Work task »
Answer these from the article on racial segregation in California prisons:
1. How long a sentence is Garrison S. Johnson serving?
2. According to Frances T. Grunder, for how many days are inmates housed by race in reception centers?
3. What rank does Charles Hughes hold?

Page text »
● ● ● ● ●

Guards say state officials lied about segregation in prisons

Los Angeles Daily News
Inmates, correctional officers say racial separation policies are rampant

By Associated Press

Saturday, January 22, 2005 – RIVERSIDE — Prison guards say state officials lied to the U.S. Supreme Court about racial segregation in California’s prisons and the extent to which race is used to set prison policies.

The accusations stem from arguments presented last November before the high court. In a lawsuit against the state, black inmate Garrison S. Johnson, who is serving 35 years for murder, claimed his 14th Amendment right to equal protection under the law was violated by the prison system’s racial segregation policies.

One correctional officer filed a whistle-blower complaint in December with the state auditor challenging the testimony by state officials.

The officer claimed Attorney General Bill Lockyer and officials with the California Department of Corrections lied about the extent race is used to set prison policies.

Other correctional officers and inmates corroborated his claim.

California Senior Assistant Attorney General Frances T. Grunder told the high court that racial segregation is limited to “reception center” housing of inmates during their first 60 days at a prison. They are initially segregated to determine their propensity for racial violence, lawyers told the court.

Attorney General Bill Lockyer said that, beyond the reception centers, prison inmates are fully integrated.

“All other aspects of an inmate’s life in prison both while at the reception center and afterward are managed without reference to his race or that of his fellow inmates,” Lockyer said in a court brief. “There is no distinction based on race for jobs, meals, yard and recreational time, or vocational and educational assignments.”

Inmates and correctional officers, however, said segregation is rampant.

“It’s all about segregation; it’s all we do,” said Charles Hughes, a lieutenant at California State Prison-Los Angeles County in Lancaster. “We segregate permanently and use race for job placement and everything, and for them to say otherwise is an absolute lie. And for them to lie to the Supreme Court is appalling.

“There is no way I’d put a white and a black together,” Hughes said. “I’d be putting my job on the line if I did that.”

Five other correctional officers, all presidents of their prisons’ union chapters, also said that, with few exceptions, inmates are assigned cellmates and dorm-room bunkmates by race.

Inmates and prison officials said racial segregation was essentially demanded by the inmates, who are ruled by prison gang leaders and divided along racial lines.

Johnson’s attorney, Bert H. Deixler, said racial segregation has abandoned the inmates to the control of the prison gangs.

“This unexamined, routine practice effectively erected whites-only, blacks-only, Hispanics-only signs over the portals of the California prison system, and it is a practice which is rooted in racial stereotype and the belief that all persons of a race think alike and act alike,” Deixler told the court.

Though race is used as one of the factors to assign inmates to their permanent cells, the policy does not amount to segregation, said Nathan Barankin, a spokesman for the state Attorney General’s Office. He said it was not segregation because housing policies allow inmates to ask to live with an inmate of their choice.

The U.S. Supreme Court case is Johnson v. California, 03-636.

● ● ● ● ●

Dataset extract »

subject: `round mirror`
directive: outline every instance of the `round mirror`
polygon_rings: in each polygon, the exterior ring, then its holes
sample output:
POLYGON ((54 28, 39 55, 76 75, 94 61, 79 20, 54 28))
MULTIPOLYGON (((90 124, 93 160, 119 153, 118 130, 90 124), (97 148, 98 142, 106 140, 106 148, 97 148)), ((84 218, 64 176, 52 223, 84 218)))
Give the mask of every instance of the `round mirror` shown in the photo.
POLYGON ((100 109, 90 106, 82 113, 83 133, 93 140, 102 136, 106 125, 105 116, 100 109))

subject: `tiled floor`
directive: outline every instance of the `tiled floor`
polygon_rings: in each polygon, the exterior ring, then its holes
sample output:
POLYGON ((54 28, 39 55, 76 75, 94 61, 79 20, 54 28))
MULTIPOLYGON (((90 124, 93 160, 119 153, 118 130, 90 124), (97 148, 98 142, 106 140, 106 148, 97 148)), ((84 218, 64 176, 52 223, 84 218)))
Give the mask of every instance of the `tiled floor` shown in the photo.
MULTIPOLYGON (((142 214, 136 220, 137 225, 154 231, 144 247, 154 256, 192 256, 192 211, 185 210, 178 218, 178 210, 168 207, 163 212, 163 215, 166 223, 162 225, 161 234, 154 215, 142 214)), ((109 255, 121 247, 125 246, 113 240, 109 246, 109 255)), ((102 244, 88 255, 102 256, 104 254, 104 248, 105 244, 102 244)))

● ● ● ● ●

Solution for this task »
1. 35 years, for murder.
2. Their first 60 days at a prison.
3. Lieutenant, at California State Prison-Los Angeles County in Lancaster.